More importantly, the RPC is constipated by the v3 switch, so those numbers aren’t very indicative.  Maybe looking at

>> 370*(365.0/Time.parse("2019-09-16").yday)
=> 521.4285714285714

gives a clearer indication that we are about where we were in 2018.  But really, there should be some metric run over the RFC editor queue as well.

OK, so much for playing scientist here.  Now for the process wonk in me (which I’m definitely only playing).

It seems to me all the proposals to add work for everyone to get better metadata for making these measurements are non-starters.  A little more information can be extracted out of the existing information in the datatracker, which would make a nice project for a student maybe, but the main contributors all have way more important things to do.

So what do we learn?  
Citing this snippet again:

> My impression from the regular plenary reports on attendance my impression is
> that the number of people involved in the IETF is declining, yet the number
> of RFCs being processed is going up.

There are lots of impressions here, which as we see often aren’t supported (or even are contradicted) by the indicators we have.
E.g., my “impression” also is that conflicts are going up, but maybe that is just a facet of the IoT work I’m engaged in going mainstream and impacting/being impacted by more WGs.

The original idea in some of the contributions to this thread, which in my words I’d summarize as lobotomizing the quality engineering we do so we can get more candidates for ADs, is a non-starter as well.  Most of the arguments in this thread for this are bolstered by statements about what specific participants of the process *should* be doing (also known as process confabulation in software engineering), not by observations about reality.

That we don’t have a good alternative to the current process doesn’t mean we can’t tune some knobs, and I’d prefer if we’d focus on what these knobs are.  Strengthening the directorate review system (with the objective to reduce variance in review quality and timing) is very well worth some effort.  Feeding more early cross-area review into the WG process that precedes the IESG review also would help; we have been trying to do this but probably need to be more consistent in these efforts.

All in all I think that making someone responsible for proposing tuning actions and observing and evaluating the results, preferably over a longer time than a single AD tenure, might help.  Not in the sense of “wenn ich nicht mehr weiter weiß, bilde ich ‘nen Arbeitskreis” (not sure that this aphorism about the tendency of German bureaucracy to shift responsibility to useless committees is translatable), but in the sense of creating actual responsibility.  Sweeping actions would still need to go through our consensus process, which makes them very expensive, but continued attention on smaller tweaks might already help a lot.

§ PROBLEMS TO WORK ON:
A – Translate this sentence from the IETF workload text into Spanish: "Strengthening the directorate review system (with the objective to reduce variance in review quality and timing) is very well worth some effort."
B – Echo the stretch of the IETF workload text from "More importantly, the" through "do we learn?".
Work from the IETF workload text alone.

(Segmentation mask records)
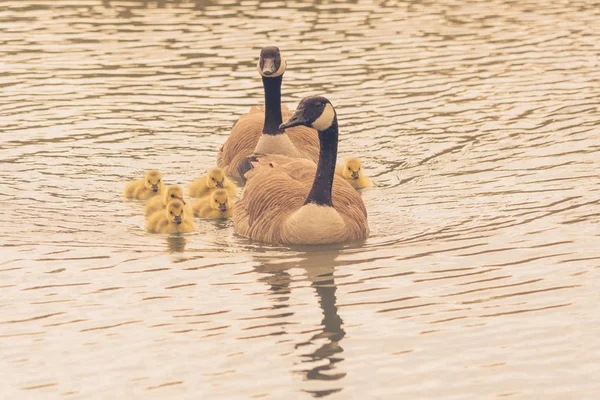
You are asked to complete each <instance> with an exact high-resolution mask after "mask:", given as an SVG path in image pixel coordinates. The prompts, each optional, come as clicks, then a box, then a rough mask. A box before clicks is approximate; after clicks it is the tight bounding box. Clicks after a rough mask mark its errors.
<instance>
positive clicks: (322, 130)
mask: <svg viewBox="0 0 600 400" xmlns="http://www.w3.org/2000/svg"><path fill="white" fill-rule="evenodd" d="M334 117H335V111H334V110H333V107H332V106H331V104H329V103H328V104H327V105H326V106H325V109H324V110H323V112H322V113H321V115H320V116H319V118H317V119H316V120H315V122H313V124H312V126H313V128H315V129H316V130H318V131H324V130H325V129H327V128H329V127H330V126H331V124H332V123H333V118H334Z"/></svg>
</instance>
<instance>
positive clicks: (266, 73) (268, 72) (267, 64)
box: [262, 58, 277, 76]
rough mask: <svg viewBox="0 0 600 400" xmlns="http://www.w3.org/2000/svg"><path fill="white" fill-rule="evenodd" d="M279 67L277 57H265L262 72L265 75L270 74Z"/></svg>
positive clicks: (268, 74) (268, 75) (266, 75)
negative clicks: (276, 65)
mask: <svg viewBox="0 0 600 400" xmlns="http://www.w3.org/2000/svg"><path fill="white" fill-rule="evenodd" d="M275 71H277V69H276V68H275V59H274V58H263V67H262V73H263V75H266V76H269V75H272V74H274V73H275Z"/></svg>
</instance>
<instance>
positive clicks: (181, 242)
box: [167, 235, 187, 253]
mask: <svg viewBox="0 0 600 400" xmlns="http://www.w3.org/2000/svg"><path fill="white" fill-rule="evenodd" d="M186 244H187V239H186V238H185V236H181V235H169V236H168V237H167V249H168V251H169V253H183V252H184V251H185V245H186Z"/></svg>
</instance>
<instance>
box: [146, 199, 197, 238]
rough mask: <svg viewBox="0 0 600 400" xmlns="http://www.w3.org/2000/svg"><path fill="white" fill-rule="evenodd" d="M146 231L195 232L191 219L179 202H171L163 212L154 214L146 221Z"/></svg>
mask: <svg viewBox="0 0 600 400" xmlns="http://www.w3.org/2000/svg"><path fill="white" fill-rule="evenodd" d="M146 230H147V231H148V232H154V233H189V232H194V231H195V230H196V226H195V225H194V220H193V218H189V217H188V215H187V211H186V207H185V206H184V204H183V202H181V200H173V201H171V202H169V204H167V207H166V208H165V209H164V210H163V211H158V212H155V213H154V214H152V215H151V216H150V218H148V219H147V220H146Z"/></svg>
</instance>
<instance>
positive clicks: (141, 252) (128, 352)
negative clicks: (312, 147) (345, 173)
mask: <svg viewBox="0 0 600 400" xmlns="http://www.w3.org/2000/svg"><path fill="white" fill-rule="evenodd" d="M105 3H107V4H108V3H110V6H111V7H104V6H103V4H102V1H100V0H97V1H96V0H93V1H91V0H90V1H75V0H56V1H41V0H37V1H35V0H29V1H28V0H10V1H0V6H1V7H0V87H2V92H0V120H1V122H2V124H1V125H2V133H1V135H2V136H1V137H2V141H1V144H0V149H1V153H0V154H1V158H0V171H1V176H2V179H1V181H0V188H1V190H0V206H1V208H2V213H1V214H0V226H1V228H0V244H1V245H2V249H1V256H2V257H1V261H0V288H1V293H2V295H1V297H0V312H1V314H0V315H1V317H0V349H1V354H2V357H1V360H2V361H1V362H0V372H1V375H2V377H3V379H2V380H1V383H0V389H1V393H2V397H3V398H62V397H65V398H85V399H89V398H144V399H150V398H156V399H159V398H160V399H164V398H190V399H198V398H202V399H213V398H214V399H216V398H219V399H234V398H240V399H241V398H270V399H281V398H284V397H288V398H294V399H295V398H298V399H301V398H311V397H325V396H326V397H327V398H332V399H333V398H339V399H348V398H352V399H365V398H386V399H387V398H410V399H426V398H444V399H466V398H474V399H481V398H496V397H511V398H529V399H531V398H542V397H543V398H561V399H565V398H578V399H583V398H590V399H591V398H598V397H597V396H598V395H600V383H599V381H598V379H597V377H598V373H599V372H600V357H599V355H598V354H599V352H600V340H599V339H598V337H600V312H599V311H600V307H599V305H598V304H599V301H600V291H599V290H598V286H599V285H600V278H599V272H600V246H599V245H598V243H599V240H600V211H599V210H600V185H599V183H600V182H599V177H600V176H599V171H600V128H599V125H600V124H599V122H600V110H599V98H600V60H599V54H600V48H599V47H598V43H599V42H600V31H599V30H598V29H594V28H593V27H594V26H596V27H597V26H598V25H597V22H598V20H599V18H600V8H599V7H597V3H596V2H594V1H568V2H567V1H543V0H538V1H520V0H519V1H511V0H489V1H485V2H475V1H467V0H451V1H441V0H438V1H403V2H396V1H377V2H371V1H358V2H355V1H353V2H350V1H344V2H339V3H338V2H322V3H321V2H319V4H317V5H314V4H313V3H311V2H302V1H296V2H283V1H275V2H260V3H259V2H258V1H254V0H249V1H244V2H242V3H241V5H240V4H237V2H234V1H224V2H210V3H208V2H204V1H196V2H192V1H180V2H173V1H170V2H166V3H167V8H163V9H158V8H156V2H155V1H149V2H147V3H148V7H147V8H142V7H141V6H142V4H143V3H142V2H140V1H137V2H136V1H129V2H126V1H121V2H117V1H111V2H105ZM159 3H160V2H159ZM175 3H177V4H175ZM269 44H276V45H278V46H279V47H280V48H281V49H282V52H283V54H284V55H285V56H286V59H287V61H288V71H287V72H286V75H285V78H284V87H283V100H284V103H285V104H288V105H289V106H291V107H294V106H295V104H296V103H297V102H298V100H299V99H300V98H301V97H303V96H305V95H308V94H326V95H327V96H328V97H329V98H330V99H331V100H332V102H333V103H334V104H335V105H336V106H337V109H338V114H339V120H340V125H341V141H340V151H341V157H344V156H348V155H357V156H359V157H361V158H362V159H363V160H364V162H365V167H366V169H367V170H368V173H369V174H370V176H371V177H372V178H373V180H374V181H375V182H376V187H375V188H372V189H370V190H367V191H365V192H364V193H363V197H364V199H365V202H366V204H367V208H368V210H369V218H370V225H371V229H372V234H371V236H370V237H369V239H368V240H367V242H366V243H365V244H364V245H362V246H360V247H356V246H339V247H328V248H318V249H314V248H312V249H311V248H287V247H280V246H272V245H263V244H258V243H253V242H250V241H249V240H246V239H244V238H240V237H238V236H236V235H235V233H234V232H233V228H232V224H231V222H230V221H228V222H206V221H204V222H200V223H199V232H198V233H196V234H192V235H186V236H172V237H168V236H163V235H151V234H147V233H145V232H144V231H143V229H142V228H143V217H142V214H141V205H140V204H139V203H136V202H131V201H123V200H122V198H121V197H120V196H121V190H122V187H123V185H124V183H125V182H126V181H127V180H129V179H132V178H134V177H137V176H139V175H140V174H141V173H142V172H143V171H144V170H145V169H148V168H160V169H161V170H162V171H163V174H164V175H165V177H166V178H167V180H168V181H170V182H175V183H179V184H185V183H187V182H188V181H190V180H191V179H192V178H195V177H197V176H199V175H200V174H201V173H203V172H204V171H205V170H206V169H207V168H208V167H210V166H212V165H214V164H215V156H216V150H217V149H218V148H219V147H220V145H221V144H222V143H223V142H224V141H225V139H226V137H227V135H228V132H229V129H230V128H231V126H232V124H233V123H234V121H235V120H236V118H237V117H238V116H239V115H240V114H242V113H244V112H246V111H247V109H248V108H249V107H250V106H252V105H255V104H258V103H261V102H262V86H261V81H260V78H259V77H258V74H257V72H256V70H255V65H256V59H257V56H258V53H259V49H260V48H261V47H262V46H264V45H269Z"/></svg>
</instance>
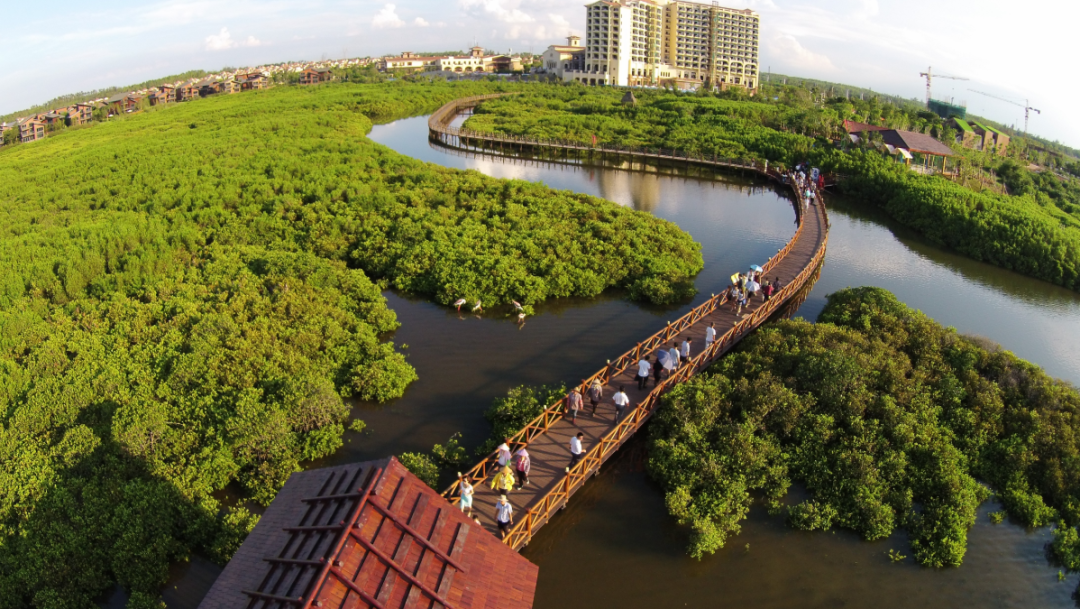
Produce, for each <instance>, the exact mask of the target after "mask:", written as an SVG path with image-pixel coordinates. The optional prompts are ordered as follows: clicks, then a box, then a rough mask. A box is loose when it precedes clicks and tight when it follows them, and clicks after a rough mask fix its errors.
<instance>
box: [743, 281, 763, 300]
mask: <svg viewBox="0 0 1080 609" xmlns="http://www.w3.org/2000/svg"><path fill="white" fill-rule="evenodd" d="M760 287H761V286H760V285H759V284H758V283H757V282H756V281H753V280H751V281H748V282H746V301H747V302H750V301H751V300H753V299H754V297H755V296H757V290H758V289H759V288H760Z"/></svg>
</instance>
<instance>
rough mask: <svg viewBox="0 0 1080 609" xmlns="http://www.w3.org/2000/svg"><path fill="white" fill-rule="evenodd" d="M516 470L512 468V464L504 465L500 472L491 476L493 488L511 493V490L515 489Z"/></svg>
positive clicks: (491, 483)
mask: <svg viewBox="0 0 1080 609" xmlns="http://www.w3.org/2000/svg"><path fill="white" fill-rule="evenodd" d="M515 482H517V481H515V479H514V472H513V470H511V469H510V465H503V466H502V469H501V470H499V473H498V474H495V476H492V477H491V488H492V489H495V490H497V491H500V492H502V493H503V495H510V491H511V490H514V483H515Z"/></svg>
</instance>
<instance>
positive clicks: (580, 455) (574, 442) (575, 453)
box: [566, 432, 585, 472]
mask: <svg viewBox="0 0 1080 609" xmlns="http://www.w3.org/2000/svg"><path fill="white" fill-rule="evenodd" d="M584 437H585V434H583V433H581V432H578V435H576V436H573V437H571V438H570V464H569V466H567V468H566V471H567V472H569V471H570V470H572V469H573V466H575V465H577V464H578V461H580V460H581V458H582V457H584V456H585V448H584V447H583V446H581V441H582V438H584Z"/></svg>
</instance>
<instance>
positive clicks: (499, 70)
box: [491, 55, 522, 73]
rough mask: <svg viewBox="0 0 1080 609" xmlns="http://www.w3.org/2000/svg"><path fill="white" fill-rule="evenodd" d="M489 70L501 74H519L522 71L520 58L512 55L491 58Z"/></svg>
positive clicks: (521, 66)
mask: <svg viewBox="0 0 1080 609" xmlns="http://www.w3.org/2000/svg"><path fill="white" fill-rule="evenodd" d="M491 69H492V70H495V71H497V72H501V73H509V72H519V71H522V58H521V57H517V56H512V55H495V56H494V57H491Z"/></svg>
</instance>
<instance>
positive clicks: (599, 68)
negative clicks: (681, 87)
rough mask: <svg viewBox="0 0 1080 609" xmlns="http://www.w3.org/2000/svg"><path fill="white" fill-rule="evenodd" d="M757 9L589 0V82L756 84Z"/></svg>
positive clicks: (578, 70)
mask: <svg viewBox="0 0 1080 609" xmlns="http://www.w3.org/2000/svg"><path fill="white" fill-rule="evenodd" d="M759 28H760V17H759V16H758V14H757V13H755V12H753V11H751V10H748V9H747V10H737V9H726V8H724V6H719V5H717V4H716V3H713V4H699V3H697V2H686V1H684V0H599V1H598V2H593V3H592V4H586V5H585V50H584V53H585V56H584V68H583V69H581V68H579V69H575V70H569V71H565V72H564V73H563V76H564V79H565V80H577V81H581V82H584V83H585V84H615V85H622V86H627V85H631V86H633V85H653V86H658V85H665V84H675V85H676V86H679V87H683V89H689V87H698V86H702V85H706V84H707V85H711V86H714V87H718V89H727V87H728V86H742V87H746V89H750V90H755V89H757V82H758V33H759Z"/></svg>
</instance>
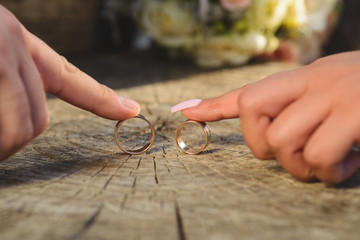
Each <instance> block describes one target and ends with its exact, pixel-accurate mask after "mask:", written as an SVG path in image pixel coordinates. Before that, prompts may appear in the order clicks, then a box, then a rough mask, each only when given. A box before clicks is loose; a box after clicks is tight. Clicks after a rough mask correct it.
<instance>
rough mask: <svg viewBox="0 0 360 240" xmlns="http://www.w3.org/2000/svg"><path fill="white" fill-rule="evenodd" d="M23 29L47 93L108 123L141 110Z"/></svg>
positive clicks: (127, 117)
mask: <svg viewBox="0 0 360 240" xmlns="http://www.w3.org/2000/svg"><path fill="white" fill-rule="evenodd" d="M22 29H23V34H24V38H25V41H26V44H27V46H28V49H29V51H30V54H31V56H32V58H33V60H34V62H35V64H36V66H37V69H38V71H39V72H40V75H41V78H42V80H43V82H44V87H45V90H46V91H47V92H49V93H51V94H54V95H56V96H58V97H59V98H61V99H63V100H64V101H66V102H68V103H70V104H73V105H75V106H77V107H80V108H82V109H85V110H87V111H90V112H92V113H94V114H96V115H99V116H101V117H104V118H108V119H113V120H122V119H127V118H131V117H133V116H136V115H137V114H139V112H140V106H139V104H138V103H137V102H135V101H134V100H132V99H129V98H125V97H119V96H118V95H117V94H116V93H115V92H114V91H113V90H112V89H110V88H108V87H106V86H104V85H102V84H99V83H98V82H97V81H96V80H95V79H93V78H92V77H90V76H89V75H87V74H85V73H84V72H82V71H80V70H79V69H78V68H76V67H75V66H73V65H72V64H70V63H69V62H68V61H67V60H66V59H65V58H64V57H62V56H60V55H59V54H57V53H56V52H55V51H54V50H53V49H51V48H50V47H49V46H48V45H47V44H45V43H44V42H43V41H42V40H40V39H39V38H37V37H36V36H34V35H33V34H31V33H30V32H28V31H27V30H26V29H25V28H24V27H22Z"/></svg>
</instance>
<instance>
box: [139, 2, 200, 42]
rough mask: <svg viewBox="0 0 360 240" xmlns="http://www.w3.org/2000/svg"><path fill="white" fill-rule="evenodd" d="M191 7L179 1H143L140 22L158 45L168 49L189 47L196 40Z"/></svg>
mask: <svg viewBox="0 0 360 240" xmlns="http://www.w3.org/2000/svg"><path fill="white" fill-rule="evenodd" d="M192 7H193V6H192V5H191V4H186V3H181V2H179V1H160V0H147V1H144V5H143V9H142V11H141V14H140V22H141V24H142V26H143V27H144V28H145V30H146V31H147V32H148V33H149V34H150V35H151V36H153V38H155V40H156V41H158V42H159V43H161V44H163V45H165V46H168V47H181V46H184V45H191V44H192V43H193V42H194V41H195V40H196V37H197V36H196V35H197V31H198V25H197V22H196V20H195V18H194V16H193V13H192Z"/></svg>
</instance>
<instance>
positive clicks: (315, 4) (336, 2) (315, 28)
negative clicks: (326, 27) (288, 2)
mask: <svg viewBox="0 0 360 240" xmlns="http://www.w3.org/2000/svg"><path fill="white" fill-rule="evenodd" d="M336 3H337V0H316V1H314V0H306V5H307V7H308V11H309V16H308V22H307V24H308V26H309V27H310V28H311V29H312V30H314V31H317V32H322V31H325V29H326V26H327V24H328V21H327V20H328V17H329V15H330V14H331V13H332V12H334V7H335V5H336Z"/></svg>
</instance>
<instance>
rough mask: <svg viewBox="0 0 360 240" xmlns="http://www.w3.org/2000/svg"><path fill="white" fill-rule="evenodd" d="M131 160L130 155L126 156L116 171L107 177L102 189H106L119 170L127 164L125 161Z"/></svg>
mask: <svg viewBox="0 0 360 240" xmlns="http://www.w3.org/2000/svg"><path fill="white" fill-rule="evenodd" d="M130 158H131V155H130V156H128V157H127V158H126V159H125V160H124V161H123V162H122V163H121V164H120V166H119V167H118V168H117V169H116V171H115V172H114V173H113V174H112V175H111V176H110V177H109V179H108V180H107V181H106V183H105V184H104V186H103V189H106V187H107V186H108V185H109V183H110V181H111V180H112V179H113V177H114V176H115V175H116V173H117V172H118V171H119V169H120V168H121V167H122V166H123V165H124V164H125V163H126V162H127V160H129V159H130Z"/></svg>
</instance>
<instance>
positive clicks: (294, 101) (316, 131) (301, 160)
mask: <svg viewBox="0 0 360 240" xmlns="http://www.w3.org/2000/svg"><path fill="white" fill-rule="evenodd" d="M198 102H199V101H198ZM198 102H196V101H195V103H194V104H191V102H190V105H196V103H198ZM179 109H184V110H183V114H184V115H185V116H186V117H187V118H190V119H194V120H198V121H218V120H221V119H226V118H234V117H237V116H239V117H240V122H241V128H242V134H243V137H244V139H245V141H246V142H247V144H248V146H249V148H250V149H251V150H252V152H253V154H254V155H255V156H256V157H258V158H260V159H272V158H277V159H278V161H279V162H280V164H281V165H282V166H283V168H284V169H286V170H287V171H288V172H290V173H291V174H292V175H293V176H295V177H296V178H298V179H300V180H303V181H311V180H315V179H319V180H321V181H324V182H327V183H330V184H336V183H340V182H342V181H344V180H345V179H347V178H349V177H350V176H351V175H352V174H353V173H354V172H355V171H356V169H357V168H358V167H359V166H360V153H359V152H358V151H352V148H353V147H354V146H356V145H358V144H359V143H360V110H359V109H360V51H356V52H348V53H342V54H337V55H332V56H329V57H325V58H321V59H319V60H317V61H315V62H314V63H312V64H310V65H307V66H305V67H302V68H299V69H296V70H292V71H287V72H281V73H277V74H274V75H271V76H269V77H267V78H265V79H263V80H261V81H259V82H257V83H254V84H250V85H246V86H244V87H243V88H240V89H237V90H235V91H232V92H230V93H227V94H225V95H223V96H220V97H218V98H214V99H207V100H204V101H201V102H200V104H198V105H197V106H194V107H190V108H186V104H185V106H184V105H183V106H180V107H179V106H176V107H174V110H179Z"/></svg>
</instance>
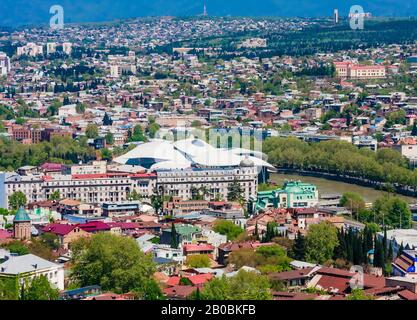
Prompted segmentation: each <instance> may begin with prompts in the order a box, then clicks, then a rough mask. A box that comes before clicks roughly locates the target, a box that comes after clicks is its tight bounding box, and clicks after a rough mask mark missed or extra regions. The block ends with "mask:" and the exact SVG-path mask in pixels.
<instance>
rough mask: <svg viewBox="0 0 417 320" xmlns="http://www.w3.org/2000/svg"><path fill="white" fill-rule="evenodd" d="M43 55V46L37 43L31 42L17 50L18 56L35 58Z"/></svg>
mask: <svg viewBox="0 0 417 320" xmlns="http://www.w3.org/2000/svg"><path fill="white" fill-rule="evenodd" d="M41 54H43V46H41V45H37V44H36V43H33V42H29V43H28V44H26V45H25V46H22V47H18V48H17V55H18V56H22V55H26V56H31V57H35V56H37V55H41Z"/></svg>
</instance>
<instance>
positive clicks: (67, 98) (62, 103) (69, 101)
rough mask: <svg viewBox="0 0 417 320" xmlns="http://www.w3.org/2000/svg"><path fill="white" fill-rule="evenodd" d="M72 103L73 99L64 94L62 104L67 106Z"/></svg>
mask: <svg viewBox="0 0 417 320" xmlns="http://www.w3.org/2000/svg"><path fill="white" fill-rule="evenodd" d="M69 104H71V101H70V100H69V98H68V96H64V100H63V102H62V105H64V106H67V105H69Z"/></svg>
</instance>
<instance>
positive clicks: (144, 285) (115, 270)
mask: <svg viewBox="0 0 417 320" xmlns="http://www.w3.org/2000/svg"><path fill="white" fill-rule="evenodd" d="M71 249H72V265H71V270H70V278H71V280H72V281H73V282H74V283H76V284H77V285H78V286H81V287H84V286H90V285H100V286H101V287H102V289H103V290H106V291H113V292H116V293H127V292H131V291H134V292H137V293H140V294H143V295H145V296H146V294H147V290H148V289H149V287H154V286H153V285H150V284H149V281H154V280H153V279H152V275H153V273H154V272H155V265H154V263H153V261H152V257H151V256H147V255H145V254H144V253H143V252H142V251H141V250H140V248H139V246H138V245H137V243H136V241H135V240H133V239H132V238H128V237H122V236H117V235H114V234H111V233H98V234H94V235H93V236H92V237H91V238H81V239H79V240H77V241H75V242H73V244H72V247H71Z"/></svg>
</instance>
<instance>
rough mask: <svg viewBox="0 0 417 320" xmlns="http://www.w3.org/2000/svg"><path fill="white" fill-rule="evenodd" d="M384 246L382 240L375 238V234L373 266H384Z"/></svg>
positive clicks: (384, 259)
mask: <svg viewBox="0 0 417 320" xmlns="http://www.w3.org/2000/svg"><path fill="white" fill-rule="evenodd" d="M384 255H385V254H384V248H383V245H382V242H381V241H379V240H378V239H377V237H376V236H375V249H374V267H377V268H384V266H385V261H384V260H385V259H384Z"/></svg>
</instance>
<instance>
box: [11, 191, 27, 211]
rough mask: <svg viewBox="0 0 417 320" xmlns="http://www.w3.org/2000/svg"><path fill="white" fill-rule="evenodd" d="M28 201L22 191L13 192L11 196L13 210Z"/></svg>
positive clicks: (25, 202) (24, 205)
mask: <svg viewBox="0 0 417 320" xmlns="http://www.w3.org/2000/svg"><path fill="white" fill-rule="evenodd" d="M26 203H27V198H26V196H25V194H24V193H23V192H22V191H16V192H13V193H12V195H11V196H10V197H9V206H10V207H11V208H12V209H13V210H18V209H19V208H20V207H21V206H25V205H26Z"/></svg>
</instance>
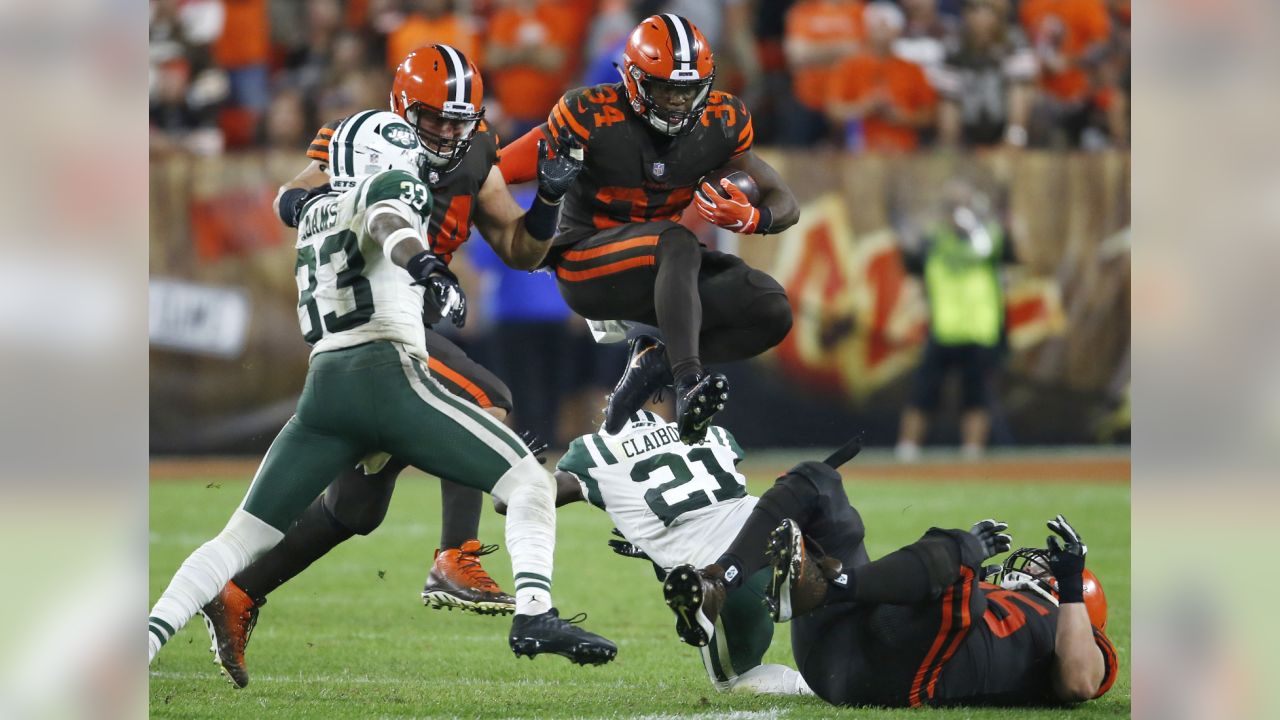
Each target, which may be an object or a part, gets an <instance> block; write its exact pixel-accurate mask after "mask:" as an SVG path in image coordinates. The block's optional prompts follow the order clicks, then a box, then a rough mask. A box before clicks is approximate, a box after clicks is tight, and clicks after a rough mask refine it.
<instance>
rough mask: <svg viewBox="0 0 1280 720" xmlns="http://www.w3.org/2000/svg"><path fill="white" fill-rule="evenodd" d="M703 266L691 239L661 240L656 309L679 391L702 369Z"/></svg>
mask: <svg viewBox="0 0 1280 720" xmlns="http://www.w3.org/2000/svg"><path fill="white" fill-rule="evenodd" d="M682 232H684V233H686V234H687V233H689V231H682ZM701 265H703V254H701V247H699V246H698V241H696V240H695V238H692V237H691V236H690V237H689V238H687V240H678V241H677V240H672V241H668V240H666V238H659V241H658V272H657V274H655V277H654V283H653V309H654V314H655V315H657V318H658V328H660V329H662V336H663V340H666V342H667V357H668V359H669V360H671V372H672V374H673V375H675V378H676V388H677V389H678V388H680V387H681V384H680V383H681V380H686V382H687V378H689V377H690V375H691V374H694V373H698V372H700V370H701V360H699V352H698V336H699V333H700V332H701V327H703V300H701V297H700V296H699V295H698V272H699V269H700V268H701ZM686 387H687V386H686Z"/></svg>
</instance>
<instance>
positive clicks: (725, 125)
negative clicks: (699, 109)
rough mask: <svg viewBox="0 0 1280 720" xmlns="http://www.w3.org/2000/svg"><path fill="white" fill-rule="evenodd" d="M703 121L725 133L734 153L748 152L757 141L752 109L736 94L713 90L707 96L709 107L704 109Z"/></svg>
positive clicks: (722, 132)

§ ANSWERS BELOW:
A – Fortalecer el sistema de revisión de los directorados (con el objetivo de reducir la variación en la calidad y los tiempos de las revisiones) bien vale algo de esfuerzo.

B –
More importantly, the RPC is constipated by the v3 switch, so those numbers aren’t very indicative.  Maybe looking at

>> 370*(365.0/Time.parse("2019-09-16").yday)
=> 521.4285714285714

gives a clearer indication that we are about where we were in 2018.  But really, there should be some metric run over the RFC editor queue as well.

OK, so much for playing scientist here.  Now for the process wonk in me (which I’m definitely only playing).

It seems to me all the proposals to add work for everyone to get better metadata for making these measurements are non-starters.  A little more information can be extracted out of the existing information in the datatracker, which would make a nice project for a student maybe, but the main contributors all have way more important things to do.

So what do we learn?